> **Description of the task**: Rewrite the lines below as a numbered list, skipping any blank lines and leaving out the pictures.

> **Data lines**:
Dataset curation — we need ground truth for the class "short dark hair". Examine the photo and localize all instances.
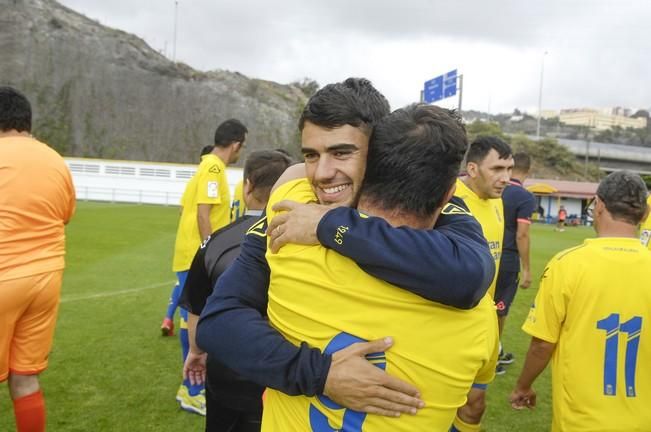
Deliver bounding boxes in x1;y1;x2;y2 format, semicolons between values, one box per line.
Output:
360;104;468;217
513;152;531;173
597;171;648;225
200;144;215;156
244;150;291;202
466;136;513;164
298;78;391;135
0;86;32;132
215;119;249;147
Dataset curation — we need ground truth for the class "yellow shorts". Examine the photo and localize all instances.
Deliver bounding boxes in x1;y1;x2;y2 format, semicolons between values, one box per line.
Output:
0;270;63;382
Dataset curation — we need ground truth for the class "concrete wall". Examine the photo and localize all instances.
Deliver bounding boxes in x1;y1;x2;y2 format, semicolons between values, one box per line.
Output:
65;158;242;205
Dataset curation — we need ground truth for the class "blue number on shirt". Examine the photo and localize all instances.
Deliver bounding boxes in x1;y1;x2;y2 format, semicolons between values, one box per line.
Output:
597;313;642;397
619;317;642;397
310;332;386;432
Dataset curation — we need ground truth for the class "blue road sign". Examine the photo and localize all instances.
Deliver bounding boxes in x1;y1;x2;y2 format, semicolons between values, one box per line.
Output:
423;69;457;103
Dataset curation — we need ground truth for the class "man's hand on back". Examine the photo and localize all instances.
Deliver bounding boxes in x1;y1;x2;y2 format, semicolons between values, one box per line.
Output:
323;338;425;417
520;270;531;289
267;200;332;253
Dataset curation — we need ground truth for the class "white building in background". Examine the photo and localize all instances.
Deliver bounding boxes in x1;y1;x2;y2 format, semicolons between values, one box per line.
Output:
64;158;242;205
559;107;647;130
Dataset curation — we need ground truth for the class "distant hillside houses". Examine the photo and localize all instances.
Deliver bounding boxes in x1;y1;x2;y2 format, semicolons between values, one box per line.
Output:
541;107;648;130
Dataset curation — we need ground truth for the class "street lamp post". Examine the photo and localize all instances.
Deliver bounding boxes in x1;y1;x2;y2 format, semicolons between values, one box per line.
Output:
536;51;547;141
172;0;179;62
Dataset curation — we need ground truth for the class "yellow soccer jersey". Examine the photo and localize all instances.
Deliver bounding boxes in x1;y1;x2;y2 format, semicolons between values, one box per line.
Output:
640;195;651;250
454;179;504;298
262;179;498;432
522;237;651;432
172;154;231;272
231;180;246;222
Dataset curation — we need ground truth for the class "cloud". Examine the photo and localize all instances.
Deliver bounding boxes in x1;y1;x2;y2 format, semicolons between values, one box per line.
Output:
54;0;651;112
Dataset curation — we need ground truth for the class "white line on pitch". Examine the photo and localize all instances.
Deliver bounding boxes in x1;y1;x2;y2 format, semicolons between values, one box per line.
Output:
61;281;174;303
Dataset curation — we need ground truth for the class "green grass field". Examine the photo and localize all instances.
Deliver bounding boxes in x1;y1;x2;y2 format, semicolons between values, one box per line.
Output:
0;202;593;432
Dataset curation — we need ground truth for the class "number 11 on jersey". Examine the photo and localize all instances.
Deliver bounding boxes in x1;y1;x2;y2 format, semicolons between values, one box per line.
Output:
597;313;642;397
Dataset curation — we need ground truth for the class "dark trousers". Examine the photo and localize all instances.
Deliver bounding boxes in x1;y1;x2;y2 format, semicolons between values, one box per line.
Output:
206;386;262;432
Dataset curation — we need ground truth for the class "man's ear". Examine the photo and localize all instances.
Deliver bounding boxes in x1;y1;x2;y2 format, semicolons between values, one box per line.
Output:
641;206;651;222
466;162;479;178
594;197;607;214
443;181;457;203
242;179;253;208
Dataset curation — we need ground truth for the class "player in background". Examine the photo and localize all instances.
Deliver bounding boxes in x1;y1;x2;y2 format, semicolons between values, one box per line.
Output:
169;119;248;414
451;136;513;432
510;171;651;432
554;206;567;232
0;86;75;432
495;153;536;374
160;144;220;336
180;150;291;432
640;195;651;250
231;148;292;222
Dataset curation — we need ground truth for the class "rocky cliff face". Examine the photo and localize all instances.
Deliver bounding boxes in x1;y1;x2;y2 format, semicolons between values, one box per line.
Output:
0;0;306;162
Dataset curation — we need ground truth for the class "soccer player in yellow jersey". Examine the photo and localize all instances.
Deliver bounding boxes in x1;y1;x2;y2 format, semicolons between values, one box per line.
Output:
640;195;651;250
452;136;513;432
262;105;497;432
511;171;651;432
161;119;248;414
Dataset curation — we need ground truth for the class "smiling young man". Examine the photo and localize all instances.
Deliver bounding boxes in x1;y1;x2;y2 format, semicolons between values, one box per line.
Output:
197;78;494;415
262;104;497;432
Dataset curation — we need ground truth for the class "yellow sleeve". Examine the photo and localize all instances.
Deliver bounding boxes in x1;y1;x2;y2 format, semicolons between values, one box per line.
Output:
522;257;568;343
196;161;228;205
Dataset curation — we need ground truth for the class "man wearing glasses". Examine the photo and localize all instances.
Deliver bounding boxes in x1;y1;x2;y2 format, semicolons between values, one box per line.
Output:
511;171;651;431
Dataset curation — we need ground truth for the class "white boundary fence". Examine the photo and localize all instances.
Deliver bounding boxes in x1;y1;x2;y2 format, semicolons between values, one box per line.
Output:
65;158;242;205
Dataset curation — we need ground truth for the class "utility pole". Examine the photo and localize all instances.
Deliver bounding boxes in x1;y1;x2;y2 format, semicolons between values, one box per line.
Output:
459;74;463;115
536;51;547;141
172;0;179;62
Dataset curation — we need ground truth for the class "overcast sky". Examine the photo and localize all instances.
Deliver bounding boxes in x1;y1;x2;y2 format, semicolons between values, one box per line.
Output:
60;0;651;113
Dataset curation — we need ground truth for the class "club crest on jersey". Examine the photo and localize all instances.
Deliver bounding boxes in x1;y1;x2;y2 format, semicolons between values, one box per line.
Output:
246;216;268;237
495;207;502;223
441;203;472;216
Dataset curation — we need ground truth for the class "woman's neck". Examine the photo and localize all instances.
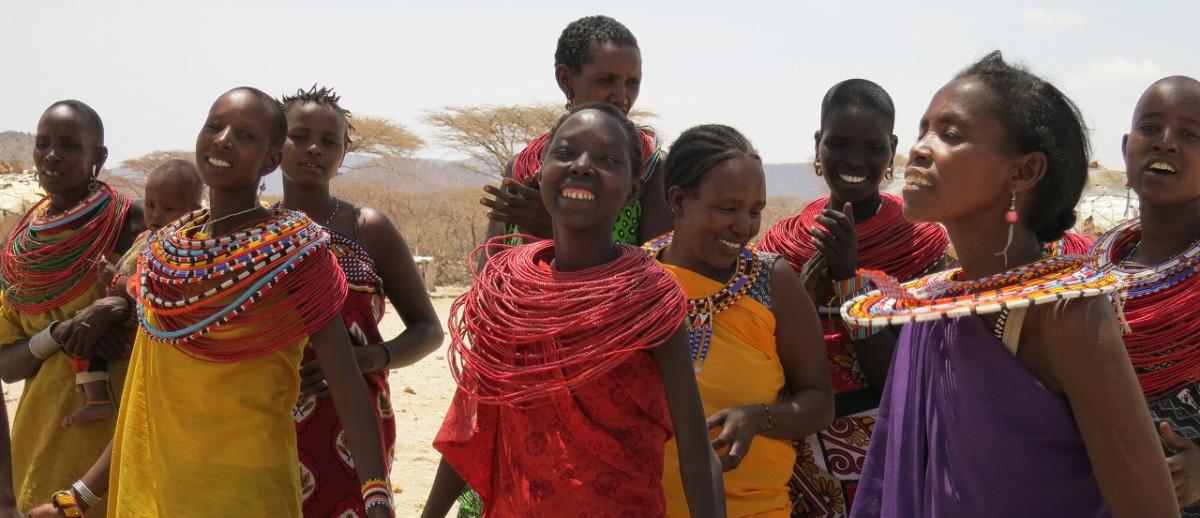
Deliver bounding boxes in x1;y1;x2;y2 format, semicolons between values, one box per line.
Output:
660;230;733;284
1133;198;1200;265
553;225;619;272
946;213;1043;279
282;179;334;221
49;182;91;213
826;191;883;223
208;188;266;237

> **Answer for the task**:
1. Dataset curation — we need ground truth for the class "short dark hair". Examine the photo and localize all instances.
2. Deliver bounding boxes in x1;y1;x2;y2 format, semicolons between values, one box per line.
3. Output:
4. 360;104;468;217
5. 513;152;531;173
6. 597;171;648;225
7. 200;144;215;156
8. 244;150;291;202
9. 466;136;513;164
10. 298;78;391;135
11. 0;86;32;132
12. 215;119;249;147
13. Dataset curation — we need ground truth for the class "yellow shorts". Examine the photo and localize all instances.
14. Deliver bounding boxes in x1;y1;x2;y2 format, semicolons between values, one box per line.
15. Output:
16. 0;270;63;382
17. Dataset curation — we need ground truth for the class "concrete wall". Examine the photo and localize all instances.
18. Deliver bounding boxes in x1;y1;x2;y2 format, semicolons between values, one box per line.
19. Output:
20. 65;158;242;205
21. Dataset curation — we need ground truth for the class "blue number on shirt". Examine the photo and localize all instances.
22. Deliver bounding boxes in x1;y1;x2;y2 format, semicolons between values, one box per line.
23. Output:
24. 597;313;642;397
25. 619;317;642;397
26. 310;332;386;432
27. Dataset curation — we need ground truth for the class "blue road sign". Examine the photo and localize all instances.
28. Deliver bounding boxes in x1;y1;x2;y2 format, semicolons between values, one box per line.
29. Output:
30. 423;69;457;103
31. Dataset curation — we need ground truth for the class "man's hand on back". Examine the photo and localize all instances.
32. Deliver bounding boxes in x1;y1;x2;y2 format, semicolons between values, one box per line.
33. Output:
34. 323;338;425;417
35. 520;270;531;289
36. 267;200;332;253
37. Dataset curation — we need ground truth for the class "white building in background". Examine the photo and localize all instances.
38. Deliver bounding boxes in x1;y1;x2;y2 format, semicolons between values, one box per line.
39. Output:
40. 64;158;242;205
41. 559;107;647;130
42. Dataset curation — we need ground truth for the class "distant hillside houses". Examine the photo and localize all instances.
43. Deliver bounding boxes in x1;y1;x2;y2 format, semicolons between values, one box per line.
44. Output:
45. 541;107;648;130
46. Dataset curation — we need ground truth for the class "street lamp post". Examine the photo and localize all instances.
47. Deliver bounding boxes in x1;y1;x2;y2 format, semicolons between values, one box per line.
48. Output:
49. 536;51;547;141
50. 172;0;179;62
51. Dataset curation — we need ground truth for the class "yellow soccer jersey". Examine the photo and localize all instances.
52. Deliver bounding boxes in x1;y1;x2;y2 format, semicolons between values, one box per line.
53. Output:
54. 640;195;651;250
55. 454;179;504;298
56. 262;179;498;432
57. 522;237;651;432
58. 172;154;231;272
59. 231;180;246;222
60. Dataset curation — we need ground truth for the class "cloud". Examine the photo and localize all instances.
61. Deliver bounding boxes in x1;y1;x2;y2 format, semicolons between values, one box per line.
62. Output:
63. 54;0;651;112
64. Dataset curation — we need ground truth for the class "white line on pitch". Examine the photo and localize all instances.
65. Deliver bounding boxes in x1;y1;x2;y2 format, semicolons between values, one box per line.
66. Output:
67. 61;281;174;303
68. Dataset curation — we need ground truth for the class "green grass field". Examine the photo and localize all instances.
69. Deliver bounding boxes in x1;y1;x2;y2 format, semicolons between values, one box per line.
70. Output:
71. 0;202;593;432
72. Dataset curation — we need ground truth for the class "number 11 on jersey". Examine the photo and localize all instances.
73. Deliver bounding boxes in x1;y1;x2;y2 format, semicolons between values, one box per line.
74. Output:
75. 597;313;642;397
76. Dataset curation — we need ground truth for the class "dark trousers". Examine the photo and localize all instances.
77. Deliver bounding boxes in x1;y1;x2;y2 format, semicolons between values, one box per line.
78. Output:
79. 206;386;262;432
80. Dataset curation — we need ground truth for the class "man's ear". Examine the photo and localize all instances.
81. Deliver bounding boxes in x1;y1;x2;y2 format, semicolons between values, one box per line.
82. Output:
83. 641;206;651;222
84. 466;162;479;178
85. 594;197;607;214
86. 443;181;457;203
87. 242;179;253;208
88. Dataset curation — we need ground truth for the class "player in background". Examine the photo and localize all instances.
89. Deliver bounding boxes in x1;y1;x2;y2 format, semicolons between values, one box per line.
90. Output:
91. 169;119;248;414
92. 451;136;513;432
93. 510;171;651;432
94. 554;206;567;232
95. 0;86;75;432
96. 495;153;536;374
97. 160;144;220;336
98. 180;150;291;432
99. 640;195;651;250
100. 231;148;292;222
101. Dataset curation — we need ground truth for the class "rocky cliff face". Examine the photo and localize all instances.
102. Deliver bounding boxes in x1;y1;x2;y2 format, semicolons between values, one box per line.
103. Output:
104. 0;0;306;162
105. Dataset curation — we need ground truth for the class "soccer player in yellow jersey". Examine the photo and localize all instances.
106. Deliver bounding boxes in x1;y1;x2;y2 format, semicolons between values, one box per line.
107. Output:
108. 640;195;651;250
109. 452;136;513;432
110. 262;105;497;432
111. 511;171;651;432
112. 161;119;248;414
113. Dataset curation — we need ground truth for the class "smiling young man". Examine the photo and localize all instances.
114. Deliver bounding boxes in x1;y1;x2;y2 format, semicolons between values, one box per line.
115. Output:
116. 197;78;494;415
117. 262;104;497;432
118. Dataset curation — we need ground truth for the class "yellow sleeve". Examine the photo and localize all instances.
119. Deliver bounding boxes in x1;y1;x2;y2 format, semicolons between values, one box per line.
120. Output:
121. 522;257;568;343
122. 196;161;228;205
123. Dataset curation — we need ground truth for the class "man wearing glasses". Examine the photo and localize all instances.
124. Deliver bounding boxes in x1;y1;x2;y2 format, semicolons between values, one box per line.
125. Output:
126. 511;171;651;431
127. Dataset curation — we need ground truth for the class "white boundary fence". Examine the photo and localize all instances.
128. Deliver bounding boxes in x1;y1;x2;y2 format, semicolons between values, one box per line.
129. Output:
130. 65;158;242;205
131. Dataset curation — we need ground truth for the class "utility pole". Examine the photo and localize all instances.
132. Deliver bounding boxes in x1;y1;x2;y2 format, semicolons between values, one box per line.
133. Output:
134. 459;74;463;115
135. 536;51;547;141
136. 172;0;179;62
137. Dataset curation — we need ground truth for the class "overcast sky". Examine the photo and localize all instances.
138. Deliver bounding boxes in x1;y1;x2;y2 format, semicolons between values, one box per line.
139. Output:
140. 60;0;651;113
141. Dataset curation — we need ground truth for the class "club crest on jersey". Examine the photo and localize all instances.
142. Deliver bounding boxes in x1;y1;x2;y2 format, semicolons between values, one box per line.
143. Output:
144. 246;216;268;237
145. 495;207;502;223
146. 441;203;472;216
147. Dataset curation — we need ground truth for the class "woman's neck". Examine the photo and localize all instances.
148. Deliver bounding boxes in x1;y1;x2;y2 format, semicolons between values, one box per line.
149. Output:
150. 660;230;733;284
151. 1133;198;1200;265
152. 553;225;619;272
153. 946;213;1043;279
154. 282;179;334;221
155. 49;182;91;213
156. 826;191;883;223
157. 208;188;266;237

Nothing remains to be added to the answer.